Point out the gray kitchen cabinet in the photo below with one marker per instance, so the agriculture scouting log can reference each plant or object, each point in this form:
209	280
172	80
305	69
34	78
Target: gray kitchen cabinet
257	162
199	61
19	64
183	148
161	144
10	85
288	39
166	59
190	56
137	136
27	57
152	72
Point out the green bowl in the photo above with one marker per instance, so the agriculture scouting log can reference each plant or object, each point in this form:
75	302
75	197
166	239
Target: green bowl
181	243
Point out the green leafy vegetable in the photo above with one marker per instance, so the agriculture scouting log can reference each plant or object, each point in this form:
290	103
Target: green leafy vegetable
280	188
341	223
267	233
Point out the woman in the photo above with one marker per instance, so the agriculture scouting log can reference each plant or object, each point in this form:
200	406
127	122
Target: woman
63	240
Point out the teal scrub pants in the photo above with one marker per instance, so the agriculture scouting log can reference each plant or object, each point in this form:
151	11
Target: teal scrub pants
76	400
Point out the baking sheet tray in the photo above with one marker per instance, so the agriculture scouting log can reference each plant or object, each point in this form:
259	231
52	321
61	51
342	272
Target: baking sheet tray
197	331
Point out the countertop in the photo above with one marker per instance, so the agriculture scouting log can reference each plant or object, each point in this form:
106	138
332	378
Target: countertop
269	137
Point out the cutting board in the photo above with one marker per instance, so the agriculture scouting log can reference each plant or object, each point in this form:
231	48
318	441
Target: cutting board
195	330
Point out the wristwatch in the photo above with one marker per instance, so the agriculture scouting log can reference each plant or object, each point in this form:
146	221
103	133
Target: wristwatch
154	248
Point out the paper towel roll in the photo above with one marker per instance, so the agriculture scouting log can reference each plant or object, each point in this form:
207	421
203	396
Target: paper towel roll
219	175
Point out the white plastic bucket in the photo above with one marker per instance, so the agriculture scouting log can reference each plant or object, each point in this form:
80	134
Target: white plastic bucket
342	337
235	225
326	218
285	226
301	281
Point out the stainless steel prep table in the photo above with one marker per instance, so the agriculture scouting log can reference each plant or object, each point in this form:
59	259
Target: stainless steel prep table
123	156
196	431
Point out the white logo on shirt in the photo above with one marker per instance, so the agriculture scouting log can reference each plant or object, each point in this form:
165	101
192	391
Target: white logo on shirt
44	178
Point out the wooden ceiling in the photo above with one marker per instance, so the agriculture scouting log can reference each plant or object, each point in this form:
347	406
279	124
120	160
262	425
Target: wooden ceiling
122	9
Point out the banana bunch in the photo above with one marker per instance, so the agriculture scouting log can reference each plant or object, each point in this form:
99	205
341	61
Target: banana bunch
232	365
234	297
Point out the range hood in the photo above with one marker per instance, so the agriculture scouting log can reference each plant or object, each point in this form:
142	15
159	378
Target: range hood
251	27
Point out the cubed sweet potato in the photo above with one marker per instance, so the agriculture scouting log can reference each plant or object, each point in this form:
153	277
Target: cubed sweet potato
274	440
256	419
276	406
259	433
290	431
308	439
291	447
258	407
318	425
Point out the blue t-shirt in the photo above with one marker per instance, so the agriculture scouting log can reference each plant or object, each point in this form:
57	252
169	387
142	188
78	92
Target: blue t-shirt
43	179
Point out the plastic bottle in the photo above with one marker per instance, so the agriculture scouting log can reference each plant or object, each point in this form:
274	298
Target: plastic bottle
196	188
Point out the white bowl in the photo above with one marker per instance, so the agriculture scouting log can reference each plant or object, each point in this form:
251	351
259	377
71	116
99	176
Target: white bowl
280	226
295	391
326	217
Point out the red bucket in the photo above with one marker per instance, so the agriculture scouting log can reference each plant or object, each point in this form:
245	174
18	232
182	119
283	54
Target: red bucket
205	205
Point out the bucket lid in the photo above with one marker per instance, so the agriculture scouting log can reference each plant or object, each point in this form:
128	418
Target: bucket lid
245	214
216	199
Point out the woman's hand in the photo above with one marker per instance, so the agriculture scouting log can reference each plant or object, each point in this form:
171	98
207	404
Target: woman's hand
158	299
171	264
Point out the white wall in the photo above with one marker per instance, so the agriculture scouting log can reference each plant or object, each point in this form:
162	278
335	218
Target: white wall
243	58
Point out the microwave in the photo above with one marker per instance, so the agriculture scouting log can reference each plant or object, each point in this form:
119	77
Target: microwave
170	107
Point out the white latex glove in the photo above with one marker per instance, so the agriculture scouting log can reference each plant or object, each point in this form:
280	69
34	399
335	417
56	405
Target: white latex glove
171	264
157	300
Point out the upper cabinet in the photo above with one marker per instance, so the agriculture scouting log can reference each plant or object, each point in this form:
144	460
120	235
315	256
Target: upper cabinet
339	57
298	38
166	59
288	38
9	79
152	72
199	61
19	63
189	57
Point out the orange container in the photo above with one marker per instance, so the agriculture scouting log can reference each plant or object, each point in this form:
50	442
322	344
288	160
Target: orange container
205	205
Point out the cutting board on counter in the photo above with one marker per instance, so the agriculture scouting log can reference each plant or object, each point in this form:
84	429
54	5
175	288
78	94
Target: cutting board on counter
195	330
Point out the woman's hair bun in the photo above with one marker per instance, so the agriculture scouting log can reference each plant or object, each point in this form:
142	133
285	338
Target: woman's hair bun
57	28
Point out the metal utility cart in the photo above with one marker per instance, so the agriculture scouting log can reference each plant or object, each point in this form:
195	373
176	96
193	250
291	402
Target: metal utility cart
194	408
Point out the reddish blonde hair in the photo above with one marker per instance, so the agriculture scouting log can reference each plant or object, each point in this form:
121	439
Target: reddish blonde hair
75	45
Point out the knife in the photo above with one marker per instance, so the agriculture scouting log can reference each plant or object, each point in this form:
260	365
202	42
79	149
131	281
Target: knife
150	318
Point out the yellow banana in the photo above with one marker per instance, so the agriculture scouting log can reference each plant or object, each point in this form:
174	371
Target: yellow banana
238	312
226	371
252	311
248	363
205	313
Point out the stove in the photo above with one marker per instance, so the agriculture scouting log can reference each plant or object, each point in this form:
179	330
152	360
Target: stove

++++++++

▶ Task objective
Copy out the whole listing exactly as written.

▶ Output of the exercise
Point out the gray kitchen cabinet in the photo below with one marker per instance, so the agriculture scouting log can reference each plant or object, each point in this form:
209	280
172	80
305	69
34	78
Target: gray kitchen cabinet
257	162
199	61
19	64
183	148
161	144
10	85
288	39
166	59
190	56
137	136
27	57
152	72
Point out the green bowl in the photo above with one marker per instance, so the agriculture scouting log can reference each plant or object, each point in this form:
75	302
75	197
166	239
Target: green bowl
181	243
Point out the green leafy vegetable in the photo above with one marker per instance, so the agriculture scouting log can reference each plant or object, each point in this form:
290	103
Target: green leafy vegetable
280	188
341	223
267	233
Point out the woman in the photo above with one marker per instance, so the agriculture scouting log can reference each plant or object, each point in this form:
200	406
127	122
Target: woman
63	240
Point out the teal scrub pants in the photo above with one marker per instance, so the agriculture scouting log can reference each plant or object, each point in this form:
151	11
Target: teal scrub pants
76	400
Point out the baking sheet tray in the photo above with one marker per instance, so the agriculture scouting log can reference each plant or object, each point in this form:
259	231
52	321
61	51
342	272
Target: baking sheet tray
197	331
Point out the countertop in the photo above with one marker per instance, so the agriculture scouting log can reference each plant or object, each point in this form:
106	138
332	378
Target: countertop
269	137
Point out the cutting board in the photo above with one marker per instance, so the agriculture scouting log can reference each plant or object, each point in this form:
231	48
318	441
Target: cutting board
195	330
Point out the wristwatch in the photo above with one marker per instance, so the agriculture scouting log can reference each plant or object, each point in this form:
146	221
103	133
Target: wristwatch
154	248
Point out the paper towel roll in the photo above with one marker per instance, so the agriculture scouting log can reference each plant or object, each point in this form:
207	421
203	396
Target: paper towel roll
219	175
Point out the white plastic bucket in the photo above with one marker per instance, so the agriculture scouting log can reference each plant or object, each point in this form:
80	134
Target: white plastic bucket
342	337
235	225
326	218
285	226
301	281
Point out the stainless steel prep table in the photo above with one marker per instance, so the agriculture scouting log can reference each plant or object, each point in this form:
59	259
Target: stainless steel prep table
123	156
196	431
Point out the white logo on shirt in the photo above with one marker per instance, so the agriculture scouting log can reference each plant or object, each point in this form:
165	101
192	391
Target: white logo on shirt
44	178
Point out the wooden ceiling in the photo above with one marker per instance, so the agriculture scouting log can reference each plant or object, each point in this form:
347	406
279	124
120	160
262	425
Target: wooden ceiling
122	9
Point out the banana bunch in the photo above with one marker per instance, so the agriculture scouting log can reference each plant or object, each point in this form:
99	205
341	61
Target: banana bunch
232	365
234	297
Point out the range hood in the photo above with one marker per instance, so the agriculture scouting log can reference each plant or object, each point in this form:
142	15
159	378
Target: range hood
251	27
Point out the cubed sweet potato in the photo above with one marker per instance, so the agriculture scouting log can reference each plant or object, each point in this form:
153	277
Target: cubed sweet potato
274	440
256	419
276	406
259	433
290	431
308	439
291	447
258	407
318	425
Point out the blue t-shirt in the photo above with one marker per instance, so the agriculture scouting log can reference each plant or object, each point in this form:
57	252
169	387
142	188
78	92
Target: blue t-shirt
43	179
Point out the plastic bottle in the photo above with one marker per instance, so the agriculture scouting log can reference each plant or object, each point in this form:
274	298
Target: plastic bottle
196	188
Point out the white bowl in the photo above with one marker per instance, so the agriculture scouting log can reference each plant or object, each point in this form:
251	351
259	377
71	116
99	176
Target: white bowl
280	226
295	391
326	217
Point out the red bucket in the photo above with one marker per instance, so the agriculture scouting log can reference each plant or object, each point in this form:
245	174
18	232
182	119
283	54
Target: red bucket
205	205
Point out the bucket lid in the photo above with one marker per instance, so the agriculture scouting log can reference each plant or object, each point in this form:
128	418
Target: bucket lid
245	214
216	199
Point out the woman's hand in the photo above with one marker per instance, so the agriculture scouting log can reference each plant or object, each point in this form:
171	98
207	404
Target: woman's hand
158	299
171	264
Point out the white wall in the photo above with one marker per instance, so the agriculture scouting log can reference each plant or object, each point in this form:
162	278
335	218
Target: white wall
243	58
Point out the microwave in the photo above with one marker per instance, so the agriculture scouting log can reference each plant or object, each point in this form:
119	77
Target: microwave
170	107
Point out the white latex glove in the photo above with one marker per instance, so the agriculture scouting log can reference each plant or object, each point in this form:
280	69
34	399
335	417
56	405
Target: white latex glove
171	264
157	300
Point out the upper cabinet in the photo above with one marker per instance, so the agriculture scouting log can reference each plant or object, each point in this form:
144	460
120	235
315	256
Target: upper cabinet
339	57
298	38
166	59
288	38
9	79
152	72
199	61
19	63
189	57
Point out the orange container in the photo above with one marker per instance, so the agriculture scouting log can reference each plant or object, each point in this form:
50	442
322	344
288	160
Target: orange container
205	205
Point out the cutting board on counter in the photo above with one marker per instance, so the agriculture scouting log can reference each plant or object, each point in this form:
84	429
54	5
175	288
78	94
Target: cutting board on counter
195	330
Point out the woman's hair bun in the photo above with one marker per instance, so the agriculture scouting log can reference each plant or object, each point in this form:
142	133
285	338
Target: woman's hair bun
57	28
Point out the metal utility cart in the photo above with one marker per instance, so the agriculture scouting log can reference each plant or object, each point in this form:
195	373
176	96
193	250
291	402
Target: metal utility cart
194	408
Point out the reddish blonde hair in the photo above with one marker per instance, so the agriculture scouting log can reference each plant or object, each point in this form:
121	439
Target: reddish blonde hair
75	45
Point out the knife in the photo above with one marker per instance, so the agriculture scouting log can reference each plant or object, each point in this form:
260	365
202	42
79	149
131	281
Target: knife
150	318
Point out the yellow banana in the photo above with one marker per instance, so the agriculture scouting log can reference each plant or object, each point in this form:
174	371
Target: yellow banana
238	312
226	371
252	311
248	363
205	313
Point out the stove in the photo above with one marker per instance, so the agriculture scouting log can reference each plant or object, each point in this form:
179	330
152	360
Target: stove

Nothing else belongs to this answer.